Kutipan:
%%
Menurut kiai yang membina sekitar 500 santri ini, bahwa ia merakit teropong bintang ini sudah dimulai sejak tahun 1986. Waktu itu, dimulai dari peralatan yang sangat sederhana. Dengan bekal membandingkan lensa yang ada pada tustel, Kiai Mudjamil kemudian mempergunakan bekas bungkus bedak sebagai bingkai lensanya dan paralon sebagai tangkai, serta kayu sebagai tiangnya. Selain itu, masih ditambah lagi dengan beberapa sarana lainnya.
Dari situlah lahir karya yang pertama. Cuma, kata kiai yang rajin otodidak (belajar sendiri) ini, karya pertamanya hanya bisa dipergunakan membaca tulisan berjarak 50 meter. Tapi, lanjut kiai yang lebih senang dipanggil ustadz ini, dirinya pantang kenal rasa putus asa. Secara berangsur-angsur ia terus menyempurnakannya. Dan ternyata kini, teropong yang dibuat telah menghabiskan biaya sekitar Rp 3 juta dengan masih tetap memanfaatkan peralatan serba sederhana; terbuat dengan assembling barang rongsokan. “Meskipun demikian, hasilnya sudah bisa untuk melihat planet pluto,” ungkapnya dengan sembari tak lupa bersyukur.
%%
Daftar Baris:
%%
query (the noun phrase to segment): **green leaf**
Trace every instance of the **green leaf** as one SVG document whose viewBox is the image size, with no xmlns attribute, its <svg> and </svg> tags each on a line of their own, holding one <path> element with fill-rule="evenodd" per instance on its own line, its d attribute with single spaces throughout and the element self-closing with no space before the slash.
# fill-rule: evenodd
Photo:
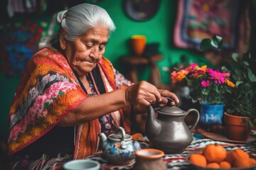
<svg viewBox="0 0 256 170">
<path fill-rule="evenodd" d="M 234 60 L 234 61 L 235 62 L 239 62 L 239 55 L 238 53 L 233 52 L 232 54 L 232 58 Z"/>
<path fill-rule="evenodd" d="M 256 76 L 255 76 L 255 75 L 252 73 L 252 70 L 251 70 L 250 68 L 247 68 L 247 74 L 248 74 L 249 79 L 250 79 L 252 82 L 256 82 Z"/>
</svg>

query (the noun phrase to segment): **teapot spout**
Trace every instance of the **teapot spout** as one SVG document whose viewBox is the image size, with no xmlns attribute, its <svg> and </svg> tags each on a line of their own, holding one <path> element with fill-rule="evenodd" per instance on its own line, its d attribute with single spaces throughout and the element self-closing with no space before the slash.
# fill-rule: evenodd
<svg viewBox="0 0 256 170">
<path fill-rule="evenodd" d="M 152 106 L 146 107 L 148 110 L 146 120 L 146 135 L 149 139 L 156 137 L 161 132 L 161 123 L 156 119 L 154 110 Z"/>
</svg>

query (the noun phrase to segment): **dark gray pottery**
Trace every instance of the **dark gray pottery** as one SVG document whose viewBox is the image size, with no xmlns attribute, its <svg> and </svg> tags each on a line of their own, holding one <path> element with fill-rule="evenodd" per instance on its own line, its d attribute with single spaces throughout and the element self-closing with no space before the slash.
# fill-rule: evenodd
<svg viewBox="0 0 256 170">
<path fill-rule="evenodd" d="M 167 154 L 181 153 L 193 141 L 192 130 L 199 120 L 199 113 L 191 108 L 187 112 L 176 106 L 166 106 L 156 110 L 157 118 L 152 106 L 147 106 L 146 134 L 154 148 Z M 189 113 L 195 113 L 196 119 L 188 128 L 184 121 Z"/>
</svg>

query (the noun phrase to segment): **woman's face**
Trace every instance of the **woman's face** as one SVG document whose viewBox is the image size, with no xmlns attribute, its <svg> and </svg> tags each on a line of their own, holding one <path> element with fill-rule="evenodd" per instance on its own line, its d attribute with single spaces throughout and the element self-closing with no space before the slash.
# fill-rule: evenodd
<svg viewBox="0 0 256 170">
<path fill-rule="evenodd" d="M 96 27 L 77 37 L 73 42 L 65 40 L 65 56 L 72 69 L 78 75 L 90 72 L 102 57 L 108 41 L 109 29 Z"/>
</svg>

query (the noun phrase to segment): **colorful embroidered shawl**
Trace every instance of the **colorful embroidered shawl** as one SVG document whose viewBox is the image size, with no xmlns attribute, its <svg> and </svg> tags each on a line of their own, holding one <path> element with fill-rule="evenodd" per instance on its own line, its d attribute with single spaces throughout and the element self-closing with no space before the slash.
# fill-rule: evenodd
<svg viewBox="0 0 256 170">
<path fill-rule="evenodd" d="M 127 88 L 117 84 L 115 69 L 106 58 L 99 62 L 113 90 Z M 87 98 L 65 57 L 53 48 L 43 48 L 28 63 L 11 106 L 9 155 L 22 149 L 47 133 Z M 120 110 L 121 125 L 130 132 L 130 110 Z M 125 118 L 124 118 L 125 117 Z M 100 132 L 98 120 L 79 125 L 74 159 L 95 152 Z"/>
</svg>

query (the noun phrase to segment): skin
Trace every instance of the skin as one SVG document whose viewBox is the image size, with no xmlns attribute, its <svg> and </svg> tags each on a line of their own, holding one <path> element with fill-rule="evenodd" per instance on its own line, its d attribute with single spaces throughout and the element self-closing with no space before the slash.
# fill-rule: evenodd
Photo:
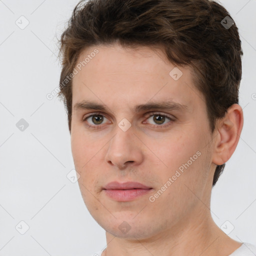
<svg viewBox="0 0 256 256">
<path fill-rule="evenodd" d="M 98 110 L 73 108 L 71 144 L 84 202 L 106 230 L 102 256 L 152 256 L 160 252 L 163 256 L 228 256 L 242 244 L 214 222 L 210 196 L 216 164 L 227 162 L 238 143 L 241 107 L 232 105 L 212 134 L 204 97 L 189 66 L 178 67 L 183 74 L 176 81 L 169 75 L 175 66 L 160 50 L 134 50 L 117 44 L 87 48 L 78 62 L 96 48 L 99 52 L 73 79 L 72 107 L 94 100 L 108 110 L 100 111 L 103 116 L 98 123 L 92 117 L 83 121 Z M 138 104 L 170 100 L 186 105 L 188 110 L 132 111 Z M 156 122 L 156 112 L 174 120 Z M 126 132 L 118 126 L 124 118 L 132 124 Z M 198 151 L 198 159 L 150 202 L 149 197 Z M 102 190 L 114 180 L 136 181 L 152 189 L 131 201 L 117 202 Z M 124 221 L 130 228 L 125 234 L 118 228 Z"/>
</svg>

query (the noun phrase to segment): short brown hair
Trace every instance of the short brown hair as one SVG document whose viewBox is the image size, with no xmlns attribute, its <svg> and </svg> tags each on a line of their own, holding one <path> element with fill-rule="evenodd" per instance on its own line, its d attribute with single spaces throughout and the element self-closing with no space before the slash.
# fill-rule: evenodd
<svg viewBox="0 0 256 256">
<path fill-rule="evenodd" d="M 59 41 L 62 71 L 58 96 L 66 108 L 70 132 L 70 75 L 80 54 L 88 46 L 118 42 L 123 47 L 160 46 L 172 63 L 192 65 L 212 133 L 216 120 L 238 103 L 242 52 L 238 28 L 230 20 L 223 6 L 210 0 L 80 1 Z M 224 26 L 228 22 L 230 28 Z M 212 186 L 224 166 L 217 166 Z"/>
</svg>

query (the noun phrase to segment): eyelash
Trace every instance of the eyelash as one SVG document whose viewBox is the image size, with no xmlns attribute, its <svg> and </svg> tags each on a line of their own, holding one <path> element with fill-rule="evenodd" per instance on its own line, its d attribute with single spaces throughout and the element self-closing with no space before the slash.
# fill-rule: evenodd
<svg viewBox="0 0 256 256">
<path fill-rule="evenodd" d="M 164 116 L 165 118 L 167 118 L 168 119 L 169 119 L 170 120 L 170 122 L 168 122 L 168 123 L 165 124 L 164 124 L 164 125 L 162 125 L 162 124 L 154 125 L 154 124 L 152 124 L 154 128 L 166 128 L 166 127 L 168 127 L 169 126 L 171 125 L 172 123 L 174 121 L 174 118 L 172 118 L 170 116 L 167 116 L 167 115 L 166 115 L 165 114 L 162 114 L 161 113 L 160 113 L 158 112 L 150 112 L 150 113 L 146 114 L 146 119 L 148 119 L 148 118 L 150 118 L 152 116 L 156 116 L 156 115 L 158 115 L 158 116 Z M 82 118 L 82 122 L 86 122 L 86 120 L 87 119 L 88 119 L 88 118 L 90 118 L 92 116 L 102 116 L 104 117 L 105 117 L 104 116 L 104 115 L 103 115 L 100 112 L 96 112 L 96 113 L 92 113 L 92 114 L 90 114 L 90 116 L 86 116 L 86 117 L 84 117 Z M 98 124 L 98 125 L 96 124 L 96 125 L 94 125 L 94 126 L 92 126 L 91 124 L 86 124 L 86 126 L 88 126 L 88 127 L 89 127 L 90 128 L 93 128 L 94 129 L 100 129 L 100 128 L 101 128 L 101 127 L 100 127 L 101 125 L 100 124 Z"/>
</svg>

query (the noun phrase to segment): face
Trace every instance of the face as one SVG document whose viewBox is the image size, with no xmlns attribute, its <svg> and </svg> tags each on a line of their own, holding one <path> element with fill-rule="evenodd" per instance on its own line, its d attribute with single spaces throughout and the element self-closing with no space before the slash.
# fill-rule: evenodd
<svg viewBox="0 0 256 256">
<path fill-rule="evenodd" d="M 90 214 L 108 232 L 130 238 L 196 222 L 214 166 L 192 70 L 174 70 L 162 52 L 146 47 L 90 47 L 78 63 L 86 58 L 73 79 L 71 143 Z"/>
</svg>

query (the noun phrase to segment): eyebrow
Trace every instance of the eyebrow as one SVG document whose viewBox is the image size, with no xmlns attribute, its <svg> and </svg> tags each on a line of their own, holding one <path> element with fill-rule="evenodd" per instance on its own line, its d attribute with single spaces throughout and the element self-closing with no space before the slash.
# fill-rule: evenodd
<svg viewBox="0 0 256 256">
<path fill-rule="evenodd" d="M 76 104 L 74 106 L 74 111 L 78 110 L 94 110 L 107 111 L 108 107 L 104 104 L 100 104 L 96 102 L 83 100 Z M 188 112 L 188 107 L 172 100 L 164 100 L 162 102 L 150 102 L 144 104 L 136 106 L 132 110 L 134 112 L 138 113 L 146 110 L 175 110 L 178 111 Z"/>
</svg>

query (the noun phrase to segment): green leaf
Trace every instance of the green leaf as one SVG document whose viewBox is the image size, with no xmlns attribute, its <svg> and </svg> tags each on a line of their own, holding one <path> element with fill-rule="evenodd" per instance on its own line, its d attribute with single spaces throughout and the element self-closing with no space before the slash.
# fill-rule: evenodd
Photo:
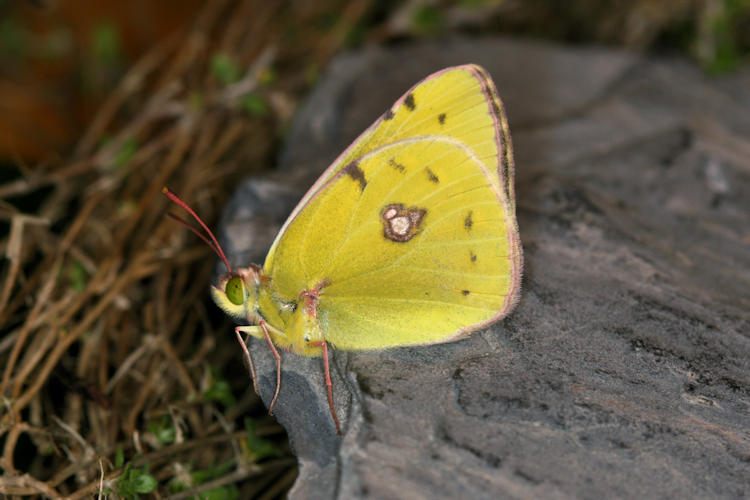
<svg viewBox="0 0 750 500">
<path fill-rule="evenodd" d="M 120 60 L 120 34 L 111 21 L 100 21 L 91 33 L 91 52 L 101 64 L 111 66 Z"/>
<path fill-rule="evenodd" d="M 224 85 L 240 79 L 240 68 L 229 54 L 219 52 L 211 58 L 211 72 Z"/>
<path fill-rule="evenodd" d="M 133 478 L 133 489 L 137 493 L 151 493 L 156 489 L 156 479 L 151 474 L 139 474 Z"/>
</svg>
%%
Tugas Latihan:
1. Tuliskan ulang tanpa perubahan bagian kutipan tentang teropong bintang yang diawali kata-kata yang memuat "Dari situlah lahir" dan diakhiri "tak lupa bersyukur.".
2. Ringkaslah kutipan tentang teropong bintang dalam dua kalimat.
3. Teruskan kutipan tentang teropong bintang itu, mulai sesudah kalimat terakhirnya.

Jawaban di Bawah:
1.
Dari situlah lahir karya yang pertama. Cuma, kata kiai yang rajin otodidak (belajar sendiri) ini, karya pertamanya hanya bisa dipergunakan membaca tulisan berjarak 50 meter. Tapi, lanjut kiai yang lebih senang dipanggil ustadz ini, dirinya pantang kenal rasa putus asa. Secara berangsur-angsur ia terus menyempurnakannya. Dan ternyata kini, teropong yang dibuat telah menghabiskan biaya sekitar Rp 3 juta dengan masih tetap memanfaatkan peralatan serba sederhana; terbuat dengan assembling barang rongsokan. “Meskipun demikian, hasilnya sudah bisa untuk melihat planet pluto,” ungkapnya dengan sembari tak lupa bersyukur.

2. Kiai Mudjamil, pembina sekitar 500 santri, mulai merakit teropong bintang sejak 1986 dengan peralatan sederhana seperti bekas bungkus bedak, paralon, dan kayu, tetapi karya pertamanya hanya bisa dipakai membaca tulisan berjarak 50 meter. Ia terus menyempurnakannya secara berangsur-angsur dari rakitan barang rongsokan dengan biaya sekitar Rp 3 juta, dan menurutnya teropong itu kini sudah bisa untuk melihat planet Pluto.

3.
Yang menggembirakan lagi, dari semua karya yang dihasilkannya itu, dirakit dengan ide dan tangannya sendiri. “Saya tidak menjiplak sama sekali. Semua peralatan yang ada ini saya rakit sendiri dan tanpa didesain sebelumnya,” papar kiai yang aktif di HAA (Himpunan Astronomi Amatir) ini. Kendati tidak sampai lulus ibtidaiyah, namun di dalam membuat teropong bintang ini, ia mengaku otodidak dari literatur berbahasa Inggris yang tidak disebutkan teknis pembuatannya.
Selain telah berhasil merakit alat teropong bintang, kiai yang pernah menjabat sebagai Ketua Dewan Dakwah Islam Indonesia (DDII) perwakilan Kotatif Jember ini, juga merencanakan membuat alat pengebor besi dengan menggunakan tenaga sinar matahari. Hanya saja sampai saat ini niatan itu masih belum terwujud. Pasalnya? “Terbentur soal dana. Saya perkirakan akan memakan biaya lebih dari Rp 50 juta,” jelasnya.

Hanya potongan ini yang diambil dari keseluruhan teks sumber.